▶ [EXERCISE DESCRIPTION]
For this task, every record below must be reproduced exactly.

▶ [LISTED ENTRIES]
"""
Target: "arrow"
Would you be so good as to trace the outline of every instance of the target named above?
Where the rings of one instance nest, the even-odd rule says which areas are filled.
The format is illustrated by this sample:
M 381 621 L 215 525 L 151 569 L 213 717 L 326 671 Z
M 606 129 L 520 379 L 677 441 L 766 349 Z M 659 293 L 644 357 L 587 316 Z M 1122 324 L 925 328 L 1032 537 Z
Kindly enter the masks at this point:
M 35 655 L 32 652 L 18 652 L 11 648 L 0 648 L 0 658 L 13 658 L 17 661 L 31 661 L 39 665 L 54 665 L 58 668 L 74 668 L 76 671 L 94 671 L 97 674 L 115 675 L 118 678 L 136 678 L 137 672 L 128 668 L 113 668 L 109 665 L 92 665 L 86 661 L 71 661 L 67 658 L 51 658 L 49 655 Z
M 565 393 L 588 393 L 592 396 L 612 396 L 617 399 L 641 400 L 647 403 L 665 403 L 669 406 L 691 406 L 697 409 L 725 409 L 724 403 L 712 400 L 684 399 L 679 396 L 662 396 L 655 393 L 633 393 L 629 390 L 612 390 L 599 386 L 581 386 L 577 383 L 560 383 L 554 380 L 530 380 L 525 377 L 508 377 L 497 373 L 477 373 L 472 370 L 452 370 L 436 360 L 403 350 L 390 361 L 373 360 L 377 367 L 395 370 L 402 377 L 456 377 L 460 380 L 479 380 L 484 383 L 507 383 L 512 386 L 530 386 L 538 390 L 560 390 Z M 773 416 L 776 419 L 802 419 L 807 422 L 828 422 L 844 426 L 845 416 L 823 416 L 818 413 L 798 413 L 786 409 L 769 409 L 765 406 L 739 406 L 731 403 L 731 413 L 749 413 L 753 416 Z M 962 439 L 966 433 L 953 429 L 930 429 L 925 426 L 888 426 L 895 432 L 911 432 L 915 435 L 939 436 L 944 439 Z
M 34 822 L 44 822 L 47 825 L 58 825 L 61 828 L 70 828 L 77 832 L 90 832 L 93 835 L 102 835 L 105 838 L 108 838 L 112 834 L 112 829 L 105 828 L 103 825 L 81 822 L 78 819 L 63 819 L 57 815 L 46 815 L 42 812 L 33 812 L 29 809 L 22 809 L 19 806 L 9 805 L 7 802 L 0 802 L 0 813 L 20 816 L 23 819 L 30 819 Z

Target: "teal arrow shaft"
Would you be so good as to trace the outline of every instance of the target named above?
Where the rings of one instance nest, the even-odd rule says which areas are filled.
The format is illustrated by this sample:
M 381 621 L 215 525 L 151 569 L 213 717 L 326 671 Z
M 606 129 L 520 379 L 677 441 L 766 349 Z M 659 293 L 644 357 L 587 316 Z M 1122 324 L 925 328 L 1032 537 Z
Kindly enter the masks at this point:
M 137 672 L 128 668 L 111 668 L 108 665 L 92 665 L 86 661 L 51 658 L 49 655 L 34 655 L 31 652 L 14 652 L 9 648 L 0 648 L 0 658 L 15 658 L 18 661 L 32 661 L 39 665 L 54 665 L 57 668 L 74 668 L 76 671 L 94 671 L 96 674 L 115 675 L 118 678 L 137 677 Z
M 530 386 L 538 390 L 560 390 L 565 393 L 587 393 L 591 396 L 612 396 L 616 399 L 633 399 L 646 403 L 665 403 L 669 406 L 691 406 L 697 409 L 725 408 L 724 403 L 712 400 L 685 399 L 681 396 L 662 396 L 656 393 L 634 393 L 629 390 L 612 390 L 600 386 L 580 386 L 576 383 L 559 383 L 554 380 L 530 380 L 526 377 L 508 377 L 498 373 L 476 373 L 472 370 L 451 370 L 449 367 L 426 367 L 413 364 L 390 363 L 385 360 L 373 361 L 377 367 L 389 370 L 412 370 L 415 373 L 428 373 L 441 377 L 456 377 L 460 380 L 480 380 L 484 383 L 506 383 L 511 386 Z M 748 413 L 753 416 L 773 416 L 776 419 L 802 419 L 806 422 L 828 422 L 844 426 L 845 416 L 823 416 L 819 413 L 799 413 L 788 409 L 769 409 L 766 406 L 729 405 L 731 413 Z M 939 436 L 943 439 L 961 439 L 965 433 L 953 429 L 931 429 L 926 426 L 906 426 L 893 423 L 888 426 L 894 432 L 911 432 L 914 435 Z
"""
▶ [WRITTEN RESPONSE]
Target: "arrow"
Would you be so good as to trace the outline of every instance of the target named above?
Where the rings of one instance nest, the even-odd rule says which areas are filled.
The format is illustrated by this sample:
M 381 621 L 215 525 L 151 569 L 213 717 L 326 671 Z
M 606 129 L 520 379 L 677 441 L 766 349 Z M 659 293 L 644 357 L 587 316 Z M 1122 324 L 925 328 L 1032 537 Z
Kindly enter the masks at this point:
M 35 655 L 32 652 L 18 652 L 11 648 L 0 648 L 0 658 L 13 658 L 17 661 L 31 661 L 39 665 L 54 665 L 58 668 L 74 668 L 76 671 L 94 671 L 97 674 L 115 675 L 118 678 L 136 678 L 137 672 L 128 668 L 113 668 L 109 665 L 92 665 L 86 661 L 71 661 L 67 658 L 51 658 L 49 655 Z
M 565 393 L 588 393 L 592 396 L 612 396 L 617 399 L 641 400 L 647 403 L 665 403 L 669 406 L 691 406 L 697 409 L 725 409 L 724 403 L 712 400 L 684 399 L 679 396 L 662 396 L 655 393 L 633 393 L 629 390 L 612 390 L 599 386 L 581 386 L 577 383 L 560 383 L 554 380 L 530 380 L 525 377 L 508 377 L 497 373 L 477 373 L 472 370 L 452 370 L 436 360 L 403 350 L 390 361 L 373 360 L 377 367 L 395 370 L 402 377 L 456 377 L 460 380 L 479 380 L 484 383 L 507 383 L 512 386 L 530 386 L 538 390 L 560 390 Z M 773 416 L 776 419 L 802 419 L 807 422 L 828 422 L 844 426 L 845 416 L 823 416 L 818 413 L 798 413 L 786 409 L 769 409 L 765 406 L 739 406 L 731 403 L 731 413 L 749 413 L 753 416 Z M 962 439 L 966 433 L 953 429 L 930 429 L 925 426 L 888 426 L 895 432 L 911 432 L 915 435 L 939 436 L 944 439 Z
M 34 822 L 44 822 L 47 825 L 58 825 L 61 828 L 70 828 L 77 832 L 90 832 L 93 835 L 102 835 L 105 838 L 108 838 L 112 834 L 112 829 L 105 828 L 103 825 L 81 822 L 78 819 L 63 819 L 57 815 L 46 815 L 42 812 L 33 812 L 29 809 L 22 809 L 19 806 L 9 805 L 7 802 L 0 802 L 0 813 L 20 816 L 23 819 L 30 819 Z

Target: "teal arrow shaft"
Would you be so good as to trace the outline of every instance of the target named above?
Where the rings of one instance nest, the even-odd rule says which areas are filled.
The format is illustrated by this sample:
M 381 621 L 215 525 L 151 569 L 213 717 L 326 671 Z
M 606 129 L 520 379 L 677 441 L 766 349 Z M 659 293 L 644 357 L 587 316 Z M 1122 324 L 925 328 L 1032 537 Z
Kindly enter the masks at this point:
M 137 672 L 128 668 L 111 668 L 108 665 L 92 665 L 86 661 L 51 658 L 49 655 L 34 655 L 31 652 L 14 652 L 9 648 L 0 648 L 0 658 L 15 658 L 18 661 L 32 661 L 39 665 L 54 665 L 57 668 L 74 668 L 76 671 L 94 671 L 96 674 L 115 675 L 118 678 L 137 677 Z
M 530 386 L 538 390 L 560 390 L 565 393 L 587 393 L 591 396 L 612 396 L 616 399 L 633 399 L 646 403 L 665 403 L 669 406 L 691 406 L 697 409 L 725 408 L 724 403 L 712 400 L 685 399 L 681 396 L 662 396 L 656 393 L 634 393 L 629 390 L 612 390 L 600 386 L 580 386 L 576 383 L 559 383 L 554 380 L 530 380 L 526 377 L 508 377 L 498 373 L 476 373 L 472 370 L 451 370 L 449 367 L 426 367 L 413 364 L 390 363 L 385 360 L 373 361 L 377 367 L 389 370 L 412 370 L 415 373 L 428 373 L 441 377 L 456 377 L 460 380 L 480 380 L 484 383 L 506 383 L 511 386 Z M 748 413 L 753 416 L 773 416 L 776 419 L 802 419 L 806 422 L 828 422 L 844 426 L 845 416 L 823 416 L 819 413 L 799 413 L 788 409 L 769 409 L 766 406 L 729 405 L 731 413 Z M 939 436 L 943 439 L 961 439 L 965 433 L 953 429 L 931 429 L 926 426 L 906 426 L 893 423 L 888 426 L 894 432 L 911 432 L 914 435 Z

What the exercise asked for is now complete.